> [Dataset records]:
++++++++++++++++++++

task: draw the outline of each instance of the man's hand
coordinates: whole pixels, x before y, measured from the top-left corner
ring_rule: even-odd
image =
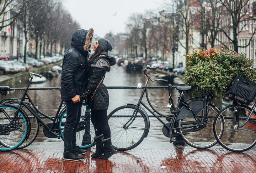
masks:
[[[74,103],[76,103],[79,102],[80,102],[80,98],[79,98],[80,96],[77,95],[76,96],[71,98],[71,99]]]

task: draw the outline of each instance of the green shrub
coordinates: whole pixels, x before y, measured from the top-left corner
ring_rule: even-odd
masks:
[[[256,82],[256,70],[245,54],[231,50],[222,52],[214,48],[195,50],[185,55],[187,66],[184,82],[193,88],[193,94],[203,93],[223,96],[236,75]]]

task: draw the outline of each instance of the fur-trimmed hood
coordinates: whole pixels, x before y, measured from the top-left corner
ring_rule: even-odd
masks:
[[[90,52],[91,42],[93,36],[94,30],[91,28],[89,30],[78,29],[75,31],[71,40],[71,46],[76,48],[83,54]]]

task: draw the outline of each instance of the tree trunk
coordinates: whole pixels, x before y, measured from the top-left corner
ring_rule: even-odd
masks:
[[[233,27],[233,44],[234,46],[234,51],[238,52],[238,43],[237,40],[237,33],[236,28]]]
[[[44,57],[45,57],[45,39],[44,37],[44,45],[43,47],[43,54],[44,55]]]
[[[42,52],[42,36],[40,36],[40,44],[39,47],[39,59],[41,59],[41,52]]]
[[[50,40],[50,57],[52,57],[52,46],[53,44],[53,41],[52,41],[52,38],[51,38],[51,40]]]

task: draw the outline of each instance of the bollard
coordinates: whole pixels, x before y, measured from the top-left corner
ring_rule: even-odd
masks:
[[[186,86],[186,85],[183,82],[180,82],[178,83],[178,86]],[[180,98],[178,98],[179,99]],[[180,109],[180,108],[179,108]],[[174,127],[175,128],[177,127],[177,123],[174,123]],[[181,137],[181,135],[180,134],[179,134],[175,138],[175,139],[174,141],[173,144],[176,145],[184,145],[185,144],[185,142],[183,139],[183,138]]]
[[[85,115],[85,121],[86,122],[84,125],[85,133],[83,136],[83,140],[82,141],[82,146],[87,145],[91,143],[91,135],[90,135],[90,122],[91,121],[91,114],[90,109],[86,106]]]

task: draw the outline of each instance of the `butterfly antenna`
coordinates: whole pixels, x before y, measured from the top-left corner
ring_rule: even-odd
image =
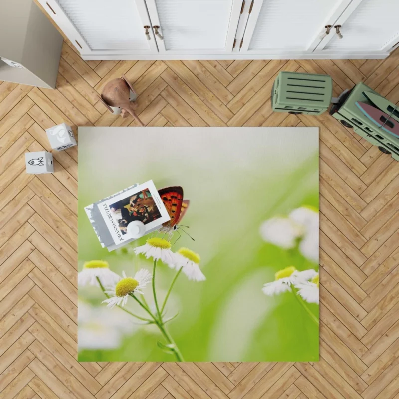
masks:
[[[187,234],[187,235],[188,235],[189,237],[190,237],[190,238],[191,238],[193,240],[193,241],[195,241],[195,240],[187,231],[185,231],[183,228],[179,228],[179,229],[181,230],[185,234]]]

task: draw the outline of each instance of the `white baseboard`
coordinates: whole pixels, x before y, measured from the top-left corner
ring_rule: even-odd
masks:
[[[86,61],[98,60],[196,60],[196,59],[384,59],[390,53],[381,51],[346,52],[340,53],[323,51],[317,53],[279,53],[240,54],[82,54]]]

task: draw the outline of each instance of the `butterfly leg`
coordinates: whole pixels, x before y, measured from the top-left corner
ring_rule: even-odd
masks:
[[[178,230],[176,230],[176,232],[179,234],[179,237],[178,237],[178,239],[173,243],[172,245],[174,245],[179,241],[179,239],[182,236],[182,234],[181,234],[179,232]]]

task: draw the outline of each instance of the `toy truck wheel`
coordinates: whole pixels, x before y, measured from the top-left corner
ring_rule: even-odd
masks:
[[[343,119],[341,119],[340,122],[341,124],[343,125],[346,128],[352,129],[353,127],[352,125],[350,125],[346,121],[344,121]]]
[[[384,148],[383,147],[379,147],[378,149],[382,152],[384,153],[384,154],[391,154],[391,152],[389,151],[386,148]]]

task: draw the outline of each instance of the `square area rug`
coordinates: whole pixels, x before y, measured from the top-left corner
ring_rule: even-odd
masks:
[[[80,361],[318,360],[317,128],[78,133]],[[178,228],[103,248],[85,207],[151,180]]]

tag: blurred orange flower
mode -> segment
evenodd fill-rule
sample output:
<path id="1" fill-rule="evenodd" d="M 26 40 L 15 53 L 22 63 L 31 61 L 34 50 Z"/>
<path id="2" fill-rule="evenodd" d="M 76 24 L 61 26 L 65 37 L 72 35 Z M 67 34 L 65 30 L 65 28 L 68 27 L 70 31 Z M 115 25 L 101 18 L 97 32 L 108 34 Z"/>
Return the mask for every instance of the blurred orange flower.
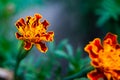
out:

++++++++++++++++++++

> [WHAT NEEDS TO BE DONE]:
Echo the listing above line for line, covering every record, and leave out the pictures.

> [SOLUTION TO THE PROBLEM]:
task: draw the outline of each instance of the man's hand
coordinates: whole pixels, x before y, measured from the top-left corner
ring_rule: even-odd
image =
masks:
[[[74,103],[76,103],[79,102],[80,102],[80,98],[79,98],[80,96],[77,95],[76,96],[71,98],[71,99]]]

task: draw the outline of each instance of the green shrub
coordinates: whole pixels, x before y, measured from the top-left corner
ring_rule: even-odd
masks:
[[[256,82],[256,70],[245,54],[231,50],[222,52],[214,48],[195,50],[185,55],[187,66],[184,82],[193,88],[193,94],[203,93],[223,96],[236,75]]]

task: draw the outline of each instance of the fur-trimmed hood
coordinates: whole pixels, x before y, measured from the top-left corner
ring_rule: even-odd
masks:
[[[90,52],[91,42],[93,36],[94,30],[91,28],[89,30],[78,29],[75,31],[71,40],[71,46],[76,48],[83,54]]]

task: draw the outline of each instance of the tree trunk
coordinates: whole pixels, x before y, measured from the top-left corner
ring_rule: even-odd
masks:
[[[233,27],[233,44],[234,46],[234,51],[238,52],[238,43],[237,40],[237,33],[236,28]]]
[[[44,57],[45,57],[45,39],[44,37],[44,45],[43,47],[43,54],[44,55]]]
[[[42,52],[42,36],[40,36],[40,44],[39,47],[39,59],[41,59],[41,52]]]
[[[50,40],[50,57],[52,57],[52,46],[53,44],[53,41],[52,41],[52,38],[51,38],[51,40]]]

task: draw the outline of each instance of the bollard
coordinates: whole pixels, x before y, measured from the top-left corner
ring_rule: even-odd
masks:
[[[186,86],[186,85],[183,82],[180,82],[178,83],[178,86]],[[180,98],[178,98],[179,99]],[[180,109],[180,108],[179,108]],[[174,127],[175,128],[177,127],[177,123],[174,123]],[[181,137],[181,135],[180,134],[179,134],[175,138],[175,139],[174,141],[173,144],[176,145],[184,145],[185,144],[185,142],[183,139],[183,138]]]
[[[85,115],[85,121],[86,122],[84,125],[85,133],[83,136],[83,140],[82,141],[82,146],[87,145],[91,143],[91,135],[90,135],[90,122],[91,121],[91,114],[90,109],[86,106]]]

task: draw the outline of each instance of the `butterfly antenna`
coordinates: whole pixels, x before y, measured from the top-left corner
ring_rule: even-odd
image =
masks:
[[[187,234],[187,235],[188,235],[189,237],[190,237],[190,238],[191,238],[193,240],[193,241],[195,241],[195,240],[187,231],[185,231],[183,228],[179,228],[179,229],[181,230],[185,234]]]

task: draw the outline of each instance of the `white baseboard`
coordinates: whole pixels, x before y, measured from the top-left corner
ring_rule: even-odd
masks:
[[[86,61],[98,60],[196,60],[196,59],[384,59],[390,53],[381,51],[346,52],[340,53],[323,51],[317,53],[279,53],[240,54],[82,54]]]

task: draw the outline of each instance of the `butterfly leg`
coordinates: whole pixels, x before y, measured from the top-left corner
ring_rule: even-odd
masks:
[[[178,230],[176,230],[176,232],[179,234],[179,237],[178,237],[178,239],[173,243],[172,245],[174,245],[179,241],[179,239],[182,236],[182,234],[181,234],[179,232]]]

task: draw the outline of each instance of the `toy truck wheel`
coordinates: whole pixels, x before y, measured from the top-left corner
ring_rule: even-odd
masks:
[[[343,119],[341,119],[340,122],[341,124],[343,125],[346,128],[352,129],[353,127],[352,125],[350,125],[346,121],[344,121]]]
[[[384,148],[383,147],[379,147],[378,149],[382,152],[384,153],[384,154],[391,154],[391,152],[389,151],[386,148]]]

task: draw the outline of each instance of the `square area rug`
coordinates: whole pixels, x before y, measured from the top-left corner
ring_rule: even-odd
masks:
[[[80,361],[318,360],[317,128],[78,133]],[[178,228],[103,248],[85,207],[151,180]]]

tag: blurred orange flower
mode -> segment
evenodd fill-rule
sample output:
<path id="1" fill-rule="evenodd" d="M 26 40 L 15 53 L 22 63 L 31 61 L 34 50 Z"/>
<path id="2" fill-rule="evenodd" d="M 76 24 L 61 26 L 65 37 L 72 35 Z M 67 34 L 65 30 L 65 28 L 68 27 L 70 31 Z M 115 25 L 101 18 L 97 32 L 108 34 Z"/>
Return the mask for every instance of the blurred orange flower.
out:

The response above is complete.